> [Free-text object descriptions]:
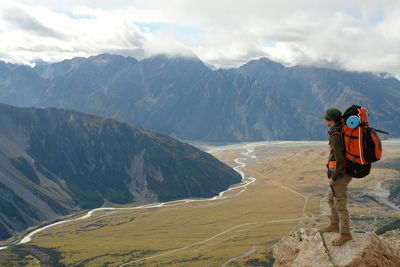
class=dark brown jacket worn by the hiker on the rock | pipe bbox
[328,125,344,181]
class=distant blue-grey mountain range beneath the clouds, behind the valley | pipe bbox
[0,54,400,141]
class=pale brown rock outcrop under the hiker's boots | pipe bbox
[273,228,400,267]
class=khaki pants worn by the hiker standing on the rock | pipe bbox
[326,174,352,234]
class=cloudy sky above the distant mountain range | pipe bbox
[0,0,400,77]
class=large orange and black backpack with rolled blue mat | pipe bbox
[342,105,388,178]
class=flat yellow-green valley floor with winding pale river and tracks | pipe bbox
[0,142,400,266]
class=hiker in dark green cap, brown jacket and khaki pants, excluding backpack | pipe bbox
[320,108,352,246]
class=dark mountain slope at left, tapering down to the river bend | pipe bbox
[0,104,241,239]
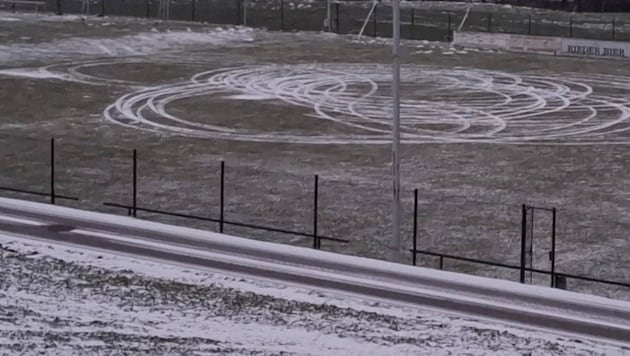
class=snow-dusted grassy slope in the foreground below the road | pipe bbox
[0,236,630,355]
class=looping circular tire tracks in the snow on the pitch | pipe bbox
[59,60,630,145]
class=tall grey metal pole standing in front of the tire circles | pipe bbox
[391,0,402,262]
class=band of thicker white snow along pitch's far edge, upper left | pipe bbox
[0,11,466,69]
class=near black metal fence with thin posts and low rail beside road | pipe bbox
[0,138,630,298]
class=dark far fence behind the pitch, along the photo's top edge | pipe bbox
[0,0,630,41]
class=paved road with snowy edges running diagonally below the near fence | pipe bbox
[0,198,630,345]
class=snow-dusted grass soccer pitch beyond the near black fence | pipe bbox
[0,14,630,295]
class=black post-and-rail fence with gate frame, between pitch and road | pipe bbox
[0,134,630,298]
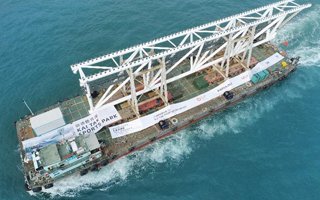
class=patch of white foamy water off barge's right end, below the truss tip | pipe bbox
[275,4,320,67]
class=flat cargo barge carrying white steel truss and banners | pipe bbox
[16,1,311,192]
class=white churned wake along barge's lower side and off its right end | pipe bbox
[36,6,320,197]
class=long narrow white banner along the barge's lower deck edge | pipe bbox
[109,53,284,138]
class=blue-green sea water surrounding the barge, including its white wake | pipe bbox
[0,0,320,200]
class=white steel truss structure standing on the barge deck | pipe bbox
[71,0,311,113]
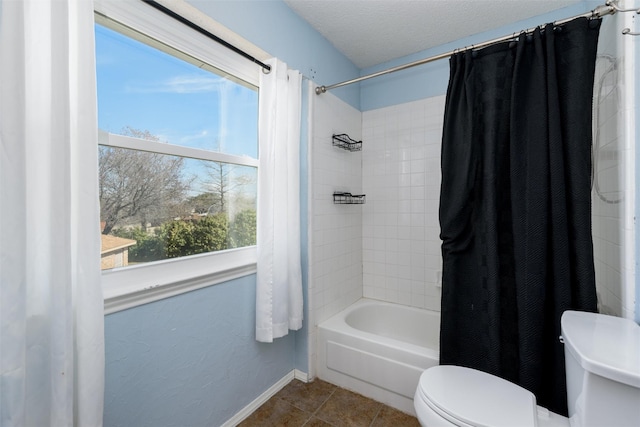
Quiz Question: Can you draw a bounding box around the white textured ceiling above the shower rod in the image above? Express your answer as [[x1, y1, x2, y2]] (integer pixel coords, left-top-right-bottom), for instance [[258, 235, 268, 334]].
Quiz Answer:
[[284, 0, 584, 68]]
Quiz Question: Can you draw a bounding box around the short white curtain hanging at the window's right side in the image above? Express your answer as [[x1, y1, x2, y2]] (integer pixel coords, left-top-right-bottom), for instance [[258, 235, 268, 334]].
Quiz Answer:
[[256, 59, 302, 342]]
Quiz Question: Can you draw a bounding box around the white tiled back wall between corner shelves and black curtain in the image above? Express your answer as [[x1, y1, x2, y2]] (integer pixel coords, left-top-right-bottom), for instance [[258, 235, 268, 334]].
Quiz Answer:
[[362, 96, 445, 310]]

> [Your assignment]: Could you retype the records above exactly, omitting the pictures?

> [Answer to the exercise]:
class=dark brown jacket worn by the hiker on the rock | pipe bbox
[328,125,344,181]
class=distant blue-grey mountain range beneath the clouds, behind the valley | pipe bbox
[0,54,400,141]
class=pale brown rock outcrop under the hiker's boots | pipe bbox
[273,228,400,267]
class=khaki pants worn by the hiker standing on the rock | pipe bbox
[326,174,352,234]
class=cloudy sky above the distant mountain range | pipe bbox
[0,0,400,77]
class=large orange and black backpack with rolled blue mat | pipe bbox
[342,105,388,178]
class=flat yellow-green valley floor with winding pale river and tracks | pipe bbox
[0,142,400,266]
class=hiker in dark green cap, brown jacket and khaki pants, excluding backpack | pipe bbox
[320,108,352,246]
class=dark mountain slope at left, tapering down to the river bend | pipe bbox
[0,104,241,239]
class=snow-dusted grassy slope in the foreground below the road | pipe bbox
[0,236,630,355]
class=looping circular tire tracks in the snow on the pitch | pipe bbox
[59,60,630,145]
class=tall grey metal pole standing in front of the tire circles | pipe bbox
[391,0,402,262]
class=band of thicker white snow along pitch's far edge, upper left | pipe bbox
[0,11,466,69]
class=near black metal fence with thin posts and low rail beside road | pipe bbox
[0,138,630,298]
class=dark far fence behind the pitch, along the photo's top edge | pipe bbox
[0,0,630,41]
class=paved road with snowy edges running diagonally below the near fence | pipe bbox
[0,198,630,345]
class=snow-dusted grass soccer pitch beyond the near black fence | pipe bbox
[0,14,630,295]
class=black post-and-rail fence with gate frame, between pitch and road | pipe bbox
[0,134,630,298]
class=patch of white foamy water off barge's right end, below the truss tip | pipe bbox
[275,4,320,67]
class=flat cargo barge carrying white steel truss and banners | pipe bbox
[16,1,311,192]
class=white churned wake along barge's lower side and off its right end | pipe bbox
[36,6,320,197]
class=long narrow white banner along the barge's lower deck edge | pipe bbox
[109,53,284,138]
class=blue-green sea water surrounding the barge, including its white wake | pipe bbox
[0,0,320,200]
class=white steel truss structure standing on the barge deck | pipe bbox
[71,0,311,113]
Quiz Question: Can you draw a bounding box around the white textured ceiling above the shower rod in the image above? Express your answer as [[x1, y1, x2, y2]] (integer pixel coords, left-top-right-bottom), for instance [[258, 235, 268, 334]].
Quiz Answer:
[[284, 0, 584, 68]]
Quiz Question: Can you draw a bounding box around the short white curtain hanging at the window's right side in the image above? Express your answer as [[x1, y1, x2, y2]] (integer pixel coords, left-top-right-bottom), for instance [[258, 235, 268, 334]].
Quiz Answer:
[[256, 59, 302, 342]]
Quiz Question: Can you draw a bounding box around the white tiled back wall between corner shelves and black curtain in the image above? Express your answer as [[x1, y1, x2, y2]] (integer pixel coords, left-top-right-bottom), for instance [[258, 235, 268, 334]].
Quiz Answer:
[[362, 96, 445, 310]]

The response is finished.